## Written instruction
Gather every line in the records below that contains the word "roof" and copy each one in full. Treat uppercase and lowercase as different.

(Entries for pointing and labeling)
>> Start
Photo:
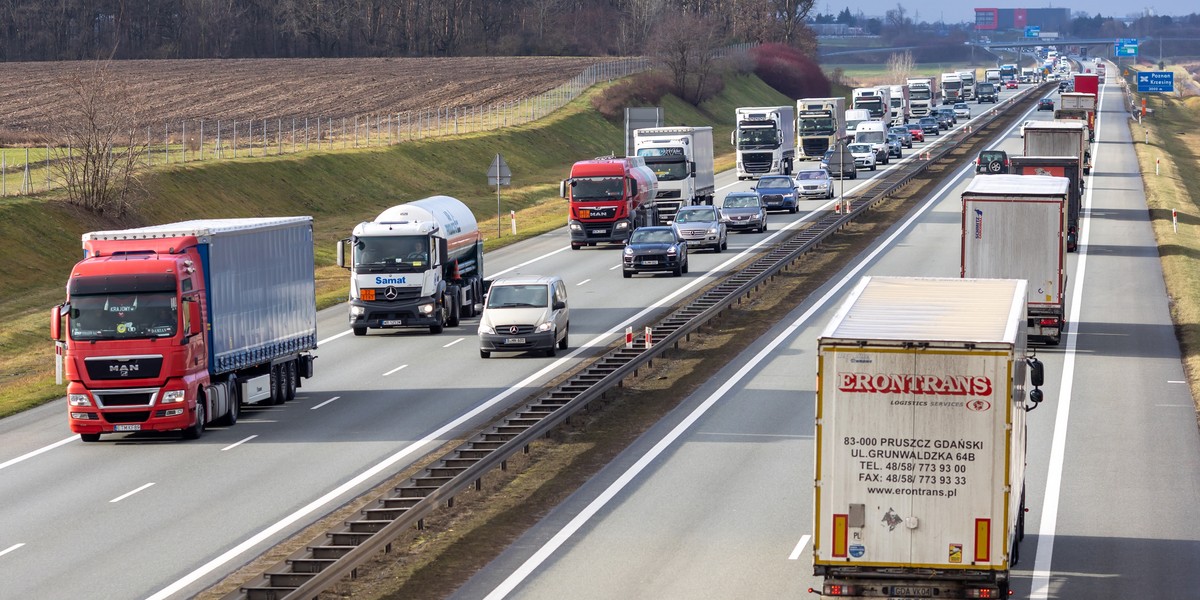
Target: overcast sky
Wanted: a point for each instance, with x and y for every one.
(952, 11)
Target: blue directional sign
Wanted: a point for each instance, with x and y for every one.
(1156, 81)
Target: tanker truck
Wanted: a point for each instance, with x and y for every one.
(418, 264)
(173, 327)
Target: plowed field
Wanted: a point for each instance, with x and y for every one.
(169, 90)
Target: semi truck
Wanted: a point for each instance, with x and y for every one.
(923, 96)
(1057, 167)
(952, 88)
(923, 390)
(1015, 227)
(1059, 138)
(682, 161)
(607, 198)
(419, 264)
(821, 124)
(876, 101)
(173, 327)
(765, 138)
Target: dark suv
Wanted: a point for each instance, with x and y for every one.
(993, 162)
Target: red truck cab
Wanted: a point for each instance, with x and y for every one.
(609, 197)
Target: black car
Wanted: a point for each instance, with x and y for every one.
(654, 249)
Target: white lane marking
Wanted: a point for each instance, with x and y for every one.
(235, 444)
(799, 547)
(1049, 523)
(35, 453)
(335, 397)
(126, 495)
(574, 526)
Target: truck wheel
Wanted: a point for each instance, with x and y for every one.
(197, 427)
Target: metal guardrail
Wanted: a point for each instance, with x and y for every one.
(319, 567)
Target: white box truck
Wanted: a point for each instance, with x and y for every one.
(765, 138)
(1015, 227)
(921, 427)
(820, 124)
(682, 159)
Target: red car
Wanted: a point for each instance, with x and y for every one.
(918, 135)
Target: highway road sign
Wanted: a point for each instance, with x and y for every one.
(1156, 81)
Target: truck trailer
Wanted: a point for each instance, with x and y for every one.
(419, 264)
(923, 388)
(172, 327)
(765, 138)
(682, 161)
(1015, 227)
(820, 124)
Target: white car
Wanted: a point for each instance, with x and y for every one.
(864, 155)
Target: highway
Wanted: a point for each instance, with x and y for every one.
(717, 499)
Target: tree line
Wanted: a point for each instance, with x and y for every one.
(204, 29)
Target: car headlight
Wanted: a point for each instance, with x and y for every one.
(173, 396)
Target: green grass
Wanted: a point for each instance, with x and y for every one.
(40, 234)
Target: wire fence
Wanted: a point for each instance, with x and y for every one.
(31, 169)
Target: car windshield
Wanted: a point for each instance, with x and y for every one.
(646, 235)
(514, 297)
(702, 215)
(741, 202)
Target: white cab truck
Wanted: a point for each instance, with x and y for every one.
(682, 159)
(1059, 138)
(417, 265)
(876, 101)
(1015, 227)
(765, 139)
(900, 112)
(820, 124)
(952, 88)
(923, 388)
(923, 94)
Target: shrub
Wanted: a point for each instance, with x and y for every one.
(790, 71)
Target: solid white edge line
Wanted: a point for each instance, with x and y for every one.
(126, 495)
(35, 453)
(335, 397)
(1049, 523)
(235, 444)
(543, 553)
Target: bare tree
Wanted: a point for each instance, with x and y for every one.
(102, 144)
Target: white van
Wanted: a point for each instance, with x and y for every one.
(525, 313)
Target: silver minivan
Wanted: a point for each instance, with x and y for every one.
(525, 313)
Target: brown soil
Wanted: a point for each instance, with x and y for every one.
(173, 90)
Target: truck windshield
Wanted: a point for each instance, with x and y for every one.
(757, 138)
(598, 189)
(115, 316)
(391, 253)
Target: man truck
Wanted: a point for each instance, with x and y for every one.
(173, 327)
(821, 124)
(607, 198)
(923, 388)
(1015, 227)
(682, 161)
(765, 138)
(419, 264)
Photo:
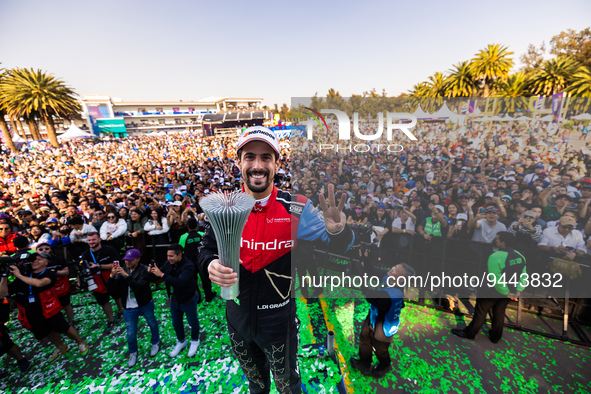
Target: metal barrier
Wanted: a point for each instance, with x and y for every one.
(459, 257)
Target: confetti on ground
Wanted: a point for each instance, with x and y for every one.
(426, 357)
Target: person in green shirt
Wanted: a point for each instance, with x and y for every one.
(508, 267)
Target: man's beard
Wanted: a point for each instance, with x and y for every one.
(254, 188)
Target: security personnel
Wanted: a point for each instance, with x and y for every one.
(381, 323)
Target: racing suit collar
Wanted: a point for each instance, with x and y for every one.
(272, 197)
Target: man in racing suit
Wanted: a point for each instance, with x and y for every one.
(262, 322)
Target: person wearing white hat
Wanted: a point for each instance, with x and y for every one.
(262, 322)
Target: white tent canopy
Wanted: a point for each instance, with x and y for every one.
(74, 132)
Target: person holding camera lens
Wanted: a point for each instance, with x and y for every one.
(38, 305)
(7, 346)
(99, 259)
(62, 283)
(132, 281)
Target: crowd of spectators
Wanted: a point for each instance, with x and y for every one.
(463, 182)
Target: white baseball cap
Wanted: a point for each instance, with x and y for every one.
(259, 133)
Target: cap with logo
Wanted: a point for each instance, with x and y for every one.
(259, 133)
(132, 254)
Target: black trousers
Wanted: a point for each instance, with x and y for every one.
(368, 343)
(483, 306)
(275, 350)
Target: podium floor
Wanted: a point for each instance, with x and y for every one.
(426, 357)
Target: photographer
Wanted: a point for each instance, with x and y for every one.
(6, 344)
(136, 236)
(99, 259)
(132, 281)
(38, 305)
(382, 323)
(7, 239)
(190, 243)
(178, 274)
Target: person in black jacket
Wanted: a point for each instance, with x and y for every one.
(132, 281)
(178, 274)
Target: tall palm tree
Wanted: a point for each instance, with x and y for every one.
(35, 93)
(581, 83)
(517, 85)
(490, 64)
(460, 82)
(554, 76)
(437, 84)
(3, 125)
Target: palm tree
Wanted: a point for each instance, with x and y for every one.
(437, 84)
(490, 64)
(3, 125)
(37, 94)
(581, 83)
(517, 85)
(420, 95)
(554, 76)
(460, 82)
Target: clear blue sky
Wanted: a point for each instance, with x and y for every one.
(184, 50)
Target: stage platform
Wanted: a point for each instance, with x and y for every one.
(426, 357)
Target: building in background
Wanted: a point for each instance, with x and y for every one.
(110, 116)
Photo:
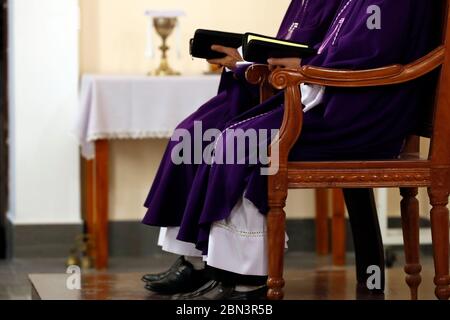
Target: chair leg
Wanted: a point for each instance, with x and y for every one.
>> End
>> Start
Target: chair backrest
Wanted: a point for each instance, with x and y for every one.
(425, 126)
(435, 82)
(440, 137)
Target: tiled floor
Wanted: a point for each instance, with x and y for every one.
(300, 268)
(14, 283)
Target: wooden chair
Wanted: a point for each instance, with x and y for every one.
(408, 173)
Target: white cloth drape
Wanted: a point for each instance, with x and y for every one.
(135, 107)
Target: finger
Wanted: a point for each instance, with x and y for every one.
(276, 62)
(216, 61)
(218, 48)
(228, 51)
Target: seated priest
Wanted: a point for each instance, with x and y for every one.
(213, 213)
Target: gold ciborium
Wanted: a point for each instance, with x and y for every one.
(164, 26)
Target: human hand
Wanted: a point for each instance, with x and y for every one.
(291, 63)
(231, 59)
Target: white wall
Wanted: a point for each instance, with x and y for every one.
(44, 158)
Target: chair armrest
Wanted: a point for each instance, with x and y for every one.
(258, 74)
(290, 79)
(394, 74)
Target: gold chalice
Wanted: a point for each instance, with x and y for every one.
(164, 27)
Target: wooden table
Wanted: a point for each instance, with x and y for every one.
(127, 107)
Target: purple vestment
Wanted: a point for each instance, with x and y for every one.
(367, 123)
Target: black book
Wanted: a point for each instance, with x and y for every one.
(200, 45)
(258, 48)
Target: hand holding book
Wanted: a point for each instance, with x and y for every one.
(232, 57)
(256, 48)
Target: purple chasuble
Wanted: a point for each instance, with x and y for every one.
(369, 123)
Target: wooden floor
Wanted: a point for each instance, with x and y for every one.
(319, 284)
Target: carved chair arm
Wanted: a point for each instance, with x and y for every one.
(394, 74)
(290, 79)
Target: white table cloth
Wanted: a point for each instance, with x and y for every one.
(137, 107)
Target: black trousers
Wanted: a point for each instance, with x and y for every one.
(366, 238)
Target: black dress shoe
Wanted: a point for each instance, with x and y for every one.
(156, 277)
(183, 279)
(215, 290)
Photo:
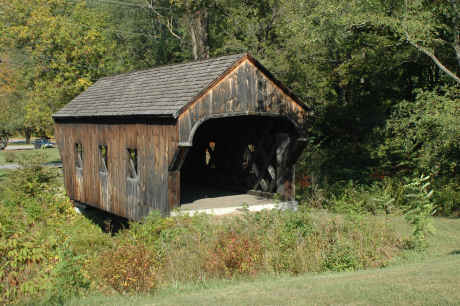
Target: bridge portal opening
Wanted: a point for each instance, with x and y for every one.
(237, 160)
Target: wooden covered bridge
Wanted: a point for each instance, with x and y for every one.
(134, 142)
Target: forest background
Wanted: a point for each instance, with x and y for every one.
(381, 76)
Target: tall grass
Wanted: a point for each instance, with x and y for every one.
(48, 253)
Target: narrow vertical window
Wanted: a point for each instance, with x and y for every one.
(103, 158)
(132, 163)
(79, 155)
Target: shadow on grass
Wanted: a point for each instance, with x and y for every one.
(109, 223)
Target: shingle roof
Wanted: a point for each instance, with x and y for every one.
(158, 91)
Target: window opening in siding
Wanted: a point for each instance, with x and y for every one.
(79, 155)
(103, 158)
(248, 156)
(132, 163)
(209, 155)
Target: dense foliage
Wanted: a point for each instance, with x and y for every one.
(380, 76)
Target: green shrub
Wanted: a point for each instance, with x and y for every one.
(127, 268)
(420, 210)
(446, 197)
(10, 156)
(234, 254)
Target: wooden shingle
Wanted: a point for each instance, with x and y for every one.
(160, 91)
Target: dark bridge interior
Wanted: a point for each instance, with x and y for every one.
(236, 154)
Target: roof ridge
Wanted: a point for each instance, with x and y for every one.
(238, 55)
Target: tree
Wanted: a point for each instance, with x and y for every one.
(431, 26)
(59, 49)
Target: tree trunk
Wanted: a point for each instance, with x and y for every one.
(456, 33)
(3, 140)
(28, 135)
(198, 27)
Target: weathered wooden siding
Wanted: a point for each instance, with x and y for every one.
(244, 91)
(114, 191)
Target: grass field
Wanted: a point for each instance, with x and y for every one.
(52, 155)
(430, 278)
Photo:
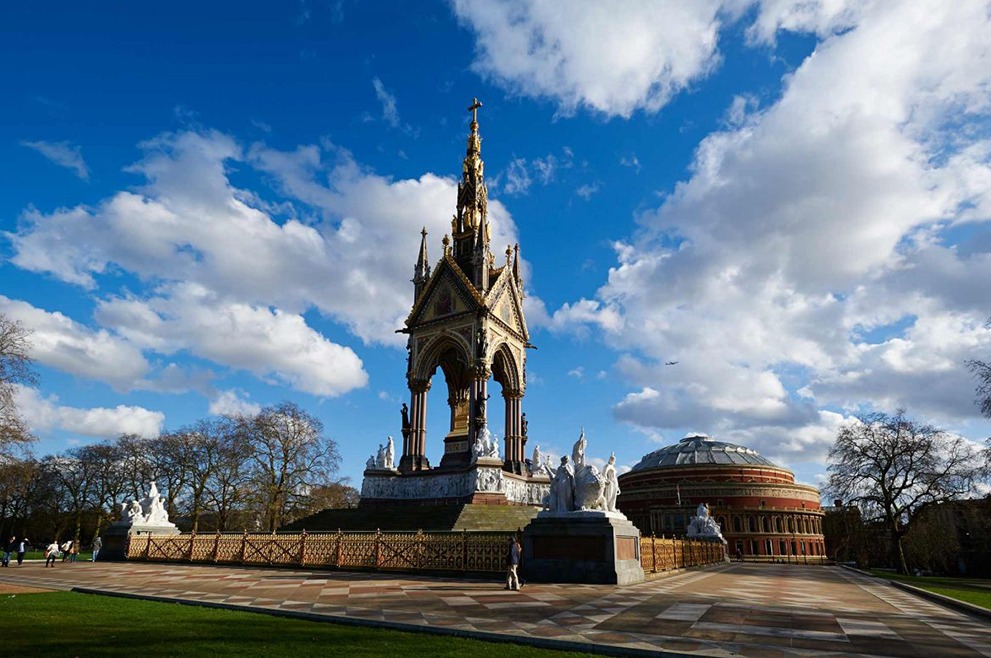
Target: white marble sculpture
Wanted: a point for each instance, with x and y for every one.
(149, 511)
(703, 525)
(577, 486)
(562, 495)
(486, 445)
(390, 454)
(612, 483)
>> End
>> Start
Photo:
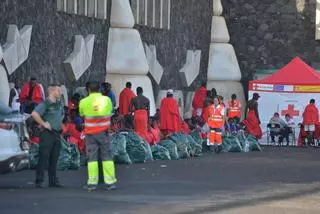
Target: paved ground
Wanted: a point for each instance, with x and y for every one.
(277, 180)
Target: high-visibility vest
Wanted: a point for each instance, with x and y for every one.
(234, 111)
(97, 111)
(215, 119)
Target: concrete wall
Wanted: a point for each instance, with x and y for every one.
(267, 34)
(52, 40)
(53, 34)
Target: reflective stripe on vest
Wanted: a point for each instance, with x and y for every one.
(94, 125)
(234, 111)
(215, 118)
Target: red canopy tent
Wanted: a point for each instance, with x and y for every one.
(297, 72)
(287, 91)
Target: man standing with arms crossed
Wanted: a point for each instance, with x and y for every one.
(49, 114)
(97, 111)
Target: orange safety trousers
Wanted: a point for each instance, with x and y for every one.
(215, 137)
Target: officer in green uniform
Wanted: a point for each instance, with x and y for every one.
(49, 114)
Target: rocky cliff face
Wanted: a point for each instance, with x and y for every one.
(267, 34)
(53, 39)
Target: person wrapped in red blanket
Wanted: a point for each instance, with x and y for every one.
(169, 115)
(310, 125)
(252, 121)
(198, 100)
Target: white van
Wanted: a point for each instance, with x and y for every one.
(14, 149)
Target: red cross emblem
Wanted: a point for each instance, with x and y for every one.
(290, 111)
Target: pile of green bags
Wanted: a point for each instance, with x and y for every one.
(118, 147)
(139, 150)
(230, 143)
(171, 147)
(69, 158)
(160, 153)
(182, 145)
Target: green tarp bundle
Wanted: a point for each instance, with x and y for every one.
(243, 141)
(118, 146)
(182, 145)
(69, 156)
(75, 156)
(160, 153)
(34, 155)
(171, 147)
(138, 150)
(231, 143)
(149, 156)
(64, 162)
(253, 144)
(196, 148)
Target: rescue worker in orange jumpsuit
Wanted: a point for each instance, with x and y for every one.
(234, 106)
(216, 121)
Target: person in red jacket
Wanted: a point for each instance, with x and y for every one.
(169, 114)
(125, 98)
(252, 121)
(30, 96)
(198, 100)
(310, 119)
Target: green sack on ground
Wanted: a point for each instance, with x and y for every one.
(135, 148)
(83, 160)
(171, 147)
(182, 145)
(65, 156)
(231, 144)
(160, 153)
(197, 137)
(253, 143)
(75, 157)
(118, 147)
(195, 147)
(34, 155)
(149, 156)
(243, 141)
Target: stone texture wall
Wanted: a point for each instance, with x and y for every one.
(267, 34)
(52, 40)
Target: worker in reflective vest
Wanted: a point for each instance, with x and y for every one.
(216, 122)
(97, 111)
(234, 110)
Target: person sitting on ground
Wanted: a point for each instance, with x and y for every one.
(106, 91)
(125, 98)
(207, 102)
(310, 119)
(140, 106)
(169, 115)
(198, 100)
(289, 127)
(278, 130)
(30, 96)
>> End
## The solution
Target: shingle roof
Target: roof ridge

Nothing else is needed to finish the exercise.